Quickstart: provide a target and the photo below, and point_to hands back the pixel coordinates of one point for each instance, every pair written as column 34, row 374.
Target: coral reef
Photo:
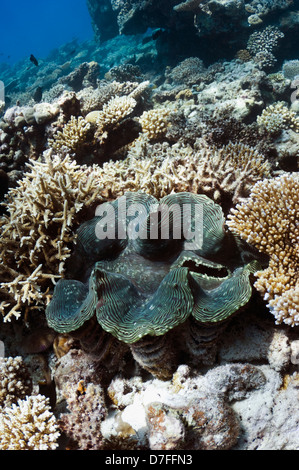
column 153, row 345
column 37, row 233
column 262, row 45
column 15, row 380
column 141, row 296
column 269, row 221
column 28, row 425
column 73, row 136
column 277, row 117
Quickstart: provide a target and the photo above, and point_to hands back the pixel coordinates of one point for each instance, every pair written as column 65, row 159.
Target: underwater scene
column 149, row 214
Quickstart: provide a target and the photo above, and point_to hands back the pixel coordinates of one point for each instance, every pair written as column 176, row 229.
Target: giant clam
column 159, row 296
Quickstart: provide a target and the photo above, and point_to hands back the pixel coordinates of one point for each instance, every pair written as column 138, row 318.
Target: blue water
column 39, row 26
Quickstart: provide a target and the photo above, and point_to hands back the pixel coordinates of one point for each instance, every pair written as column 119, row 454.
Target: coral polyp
column 141, row 290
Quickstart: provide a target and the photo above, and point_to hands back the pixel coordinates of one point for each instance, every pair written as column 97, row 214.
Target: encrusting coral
column 269, row 221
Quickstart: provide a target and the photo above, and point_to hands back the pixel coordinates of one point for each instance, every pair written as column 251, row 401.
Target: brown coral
column 269, row 221
column 37, row 233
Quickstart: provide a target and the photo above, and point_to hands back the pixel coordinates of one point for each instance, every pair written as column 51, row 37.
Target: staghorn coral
column 266, row 40
column 29, row 425
column 38, row 230
column 113, row 112
column 37, row 233
column 225, row 175
column 154, row 123
column 269, row 221
column 154, row 285
column 72, row 137
column 262, row 44
column 277, row 117
column 15, row 380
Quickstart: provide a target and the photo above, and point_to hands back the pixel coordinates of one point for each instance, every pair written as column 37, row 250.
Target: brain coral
column 269, row 220
column 155, row 283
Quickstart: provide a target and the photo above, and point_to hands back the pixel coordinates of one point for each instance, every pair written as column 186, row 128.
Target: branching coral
column 29, row 425
column 113, row 112
column 15, row 380
column 269, row 221
column 277, row 117
column 87, row 411
column 224, row 174
column 154, row 123
column 72, row 137
column 262, row 44
column 43, row 208
column 37, row 233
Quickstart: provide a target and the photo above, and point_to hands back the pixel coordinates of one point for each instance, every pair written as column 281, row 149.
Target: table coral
column 269, row 221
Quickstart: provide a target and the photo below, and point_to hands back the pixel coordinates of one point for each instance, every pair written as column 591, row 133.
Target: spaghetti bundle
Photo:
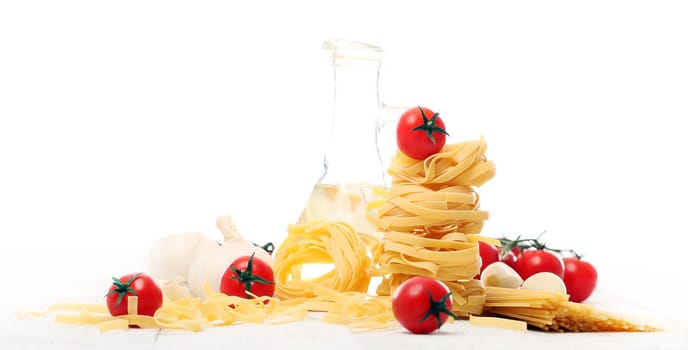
column 551, row 311
column 321, row 243
column 431, row 219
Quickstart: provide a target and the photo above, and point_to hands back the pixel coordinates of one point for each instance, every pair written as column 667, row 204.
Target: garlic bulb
column 195, row 259
column 171, row 256
column 499, row 274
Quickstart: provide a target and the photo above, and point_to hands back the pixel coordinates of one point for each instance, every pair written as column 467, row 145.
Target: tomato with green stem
column 248, row 274
column 420, row 133
column 140, row 285
column 532, row 261
column 422, row 304
column 580, row 278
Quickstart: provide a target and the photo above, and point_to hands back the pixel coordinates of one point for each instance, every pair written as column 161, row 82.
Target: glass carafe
column 353, row 165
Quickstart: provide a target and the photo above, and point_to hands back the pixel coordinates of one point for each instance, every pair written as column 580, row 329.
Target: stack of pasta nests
column 431, row 222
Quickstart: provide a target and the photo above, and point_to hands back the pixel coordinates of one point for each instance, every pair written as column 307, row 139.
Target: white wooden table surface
column 85, row 278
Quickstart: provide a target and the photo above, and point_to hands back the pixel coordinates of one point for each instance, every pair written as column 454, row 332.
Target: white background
column 125, row 121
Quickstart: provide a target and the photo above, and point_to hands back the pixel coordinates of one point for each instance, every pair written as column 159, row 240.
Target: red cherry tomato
column 580, row 278
column 140, row 285
column 488, row 255
column 248, row 274
column 422, row 304
column 420, row 133
column 533, row 261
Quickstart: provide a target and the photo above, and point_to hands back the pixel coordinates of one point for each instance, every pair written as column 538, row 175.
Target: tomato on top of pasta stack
column 431, row 221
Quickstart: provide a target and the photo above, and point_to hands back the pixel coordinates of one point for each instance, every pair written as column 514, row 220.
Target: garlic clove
column 499, row 274
column 546, row 282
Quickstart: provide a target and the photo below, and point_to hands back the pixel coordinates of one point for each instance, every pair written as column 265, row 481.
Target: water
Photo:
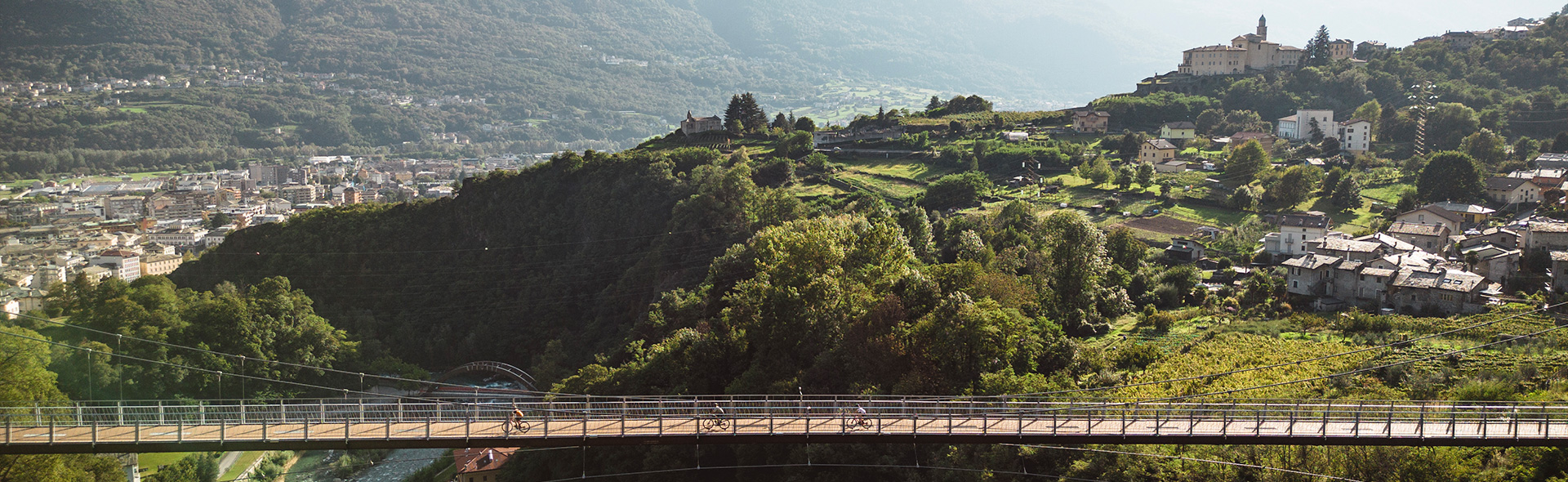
column 399, row 465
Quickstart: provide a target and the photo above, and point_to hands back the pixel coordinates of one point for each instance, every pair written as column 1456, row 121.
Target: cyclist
column 719, row 417
column 516, row 420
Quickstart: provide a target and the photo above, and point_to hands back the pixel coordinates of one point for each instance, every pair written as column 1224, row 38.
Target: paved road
column 826, row 429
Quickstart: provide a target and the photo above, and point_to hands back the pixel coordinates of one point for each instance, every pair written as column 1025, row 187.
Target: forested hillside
column 569, row 252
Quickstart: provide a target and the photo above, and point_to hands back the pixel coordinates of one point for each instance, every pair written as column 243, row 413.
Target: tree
column 1078, row 260
column 937, row 102
column 1125, row 176
column 1486, row 146
column 1244, row 199
column 1295, row 185
column 1371, row 112
column 1317, row 49
column 1125, row 248
column 956, row 190
column 1348, row 194
column 1247, row 160
column 218, row 221
column 1450, row 176
column 1332, row 181
column 1329, row 146
column 795, row 145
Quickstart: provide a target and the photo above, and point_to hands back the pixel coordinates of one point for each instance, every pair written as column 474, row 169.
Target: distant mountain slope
column 550, row 49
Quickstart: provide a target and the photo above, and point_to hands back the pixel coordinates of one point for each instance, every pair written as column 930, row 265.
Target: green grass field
column 151, row 462
column 240, row 465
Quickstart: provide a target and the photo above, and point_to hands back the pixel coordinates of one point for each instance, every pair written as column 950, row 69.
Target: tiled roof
column 1506, row 182
column 1416, row 228
column 1377, row 272
column 1312, row 261
column 1548, row 226
column 1463, row 208
column 1437, row 211
column 1334, row 243
column 1160, row 143
column 1305, row 221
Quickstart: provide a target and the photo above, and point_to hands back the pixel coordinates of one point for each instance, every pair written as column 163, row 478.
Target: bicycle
column 714, row 424
column 860, row 422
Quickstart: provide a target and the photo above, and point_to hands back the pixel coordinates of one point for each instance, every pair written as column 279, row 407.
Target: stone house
column 1428, row 238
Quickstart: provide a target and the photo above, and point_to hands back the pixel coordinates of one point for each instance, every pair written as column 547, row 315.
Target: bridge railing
column 1317, row 413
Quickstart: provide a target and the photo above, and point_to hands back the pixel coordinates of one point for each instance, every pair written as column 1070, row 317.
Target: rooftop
column 1416, row 228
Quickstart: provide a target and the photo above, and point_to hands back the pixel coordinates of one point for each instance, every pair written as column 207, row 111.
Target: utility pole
column 1423, row 98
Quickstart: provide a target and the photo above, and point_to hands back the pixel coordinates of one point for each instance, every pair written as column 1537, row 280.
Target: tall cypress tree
column 1317, row 47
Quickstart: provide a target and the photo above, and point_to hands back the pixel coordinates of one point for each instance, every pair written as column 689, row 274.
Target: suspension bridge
column 610, row 422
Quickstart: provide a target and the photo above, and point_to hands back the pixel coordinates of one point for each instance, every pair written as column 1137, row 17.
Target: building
column 1490, row 236
column 1183, row 129
column 124, row 208
column 269, row 175
column 1087, row 121
column 1512, row 190
column 1432, row 214
column 1491, row 261
column 1355, row 136
column 121, row 264
column 1172, row 167
column 1295, row 230
column 160, row 264
column 1341, row 49
column 1551, row 160
column 693, row 126
column 1547, row 236
column 1432, row 238
column 1470, row 214
column 479, row 465
column 1186, row 250
column 179, row 238
column 1156, row 151
column 1300, row 124
column 1245, row 54
column 1261, row 137
column 1561, row 272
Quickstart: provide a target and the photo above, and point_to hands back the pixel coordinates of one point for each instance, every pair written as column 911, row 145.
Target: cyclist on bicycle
column 516, row 418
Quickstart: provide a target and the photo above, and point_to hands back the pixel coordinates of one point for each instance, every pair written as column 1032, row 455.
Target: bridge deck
column 318, row 426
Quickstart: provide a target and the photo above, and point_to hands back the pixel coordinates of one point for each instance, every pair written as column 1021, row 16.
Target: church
column 1245, row 54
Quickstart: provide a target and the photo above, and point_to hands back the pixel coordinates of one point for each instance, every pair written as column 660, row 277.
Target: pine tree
column 1317, row 47
column 736, row 112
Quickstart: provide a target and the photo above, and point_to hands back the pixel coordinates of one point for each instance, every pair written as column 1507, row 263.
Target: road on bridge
column 339, row 424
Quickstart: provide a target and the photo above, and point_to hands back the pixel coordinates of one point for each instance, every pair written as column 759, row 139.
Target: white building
column 1245, row 54
column 1300, row 124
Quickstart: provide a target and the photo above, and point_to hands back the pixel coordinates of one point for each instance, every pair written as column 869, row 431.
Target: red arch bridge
column 748, row 420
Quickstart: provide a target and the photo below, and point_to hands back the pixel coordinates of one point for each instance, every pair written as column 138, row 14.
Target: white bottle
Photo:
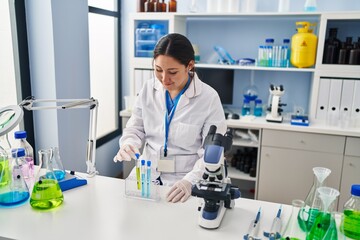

★ ★ ★ ★

■ **INSTRUCTIONS TO FOLLOW**
Set down verbatim the lines starting at the one that contains "538, row 175." and ending at the one that contains "column 399, row 465", including both of those lines. Leave the pictures out of your answer.

■ **FINISHED EXERCISE**
Quickstart: provide a target and the photo above, and point_to hands back the pixel coordinates of one point for each instance, every pair written as column 538, row 175.
Target: tomato on top of pasta stack
column 431, row 221
Quickstart: provide a target and the photo above, and point_to hands back the pixel coordinates of one point for each instance, every pair written as column 514, row 220.
Target: garlic clove
column 499, row 274
column 546, row 282
Quickstart: provide a target and the photo below, and point_to hands back the pixel coordinates of one point for each instance, every pair written as column 265, row 481.
Target: water
Photo:
column 399, row 465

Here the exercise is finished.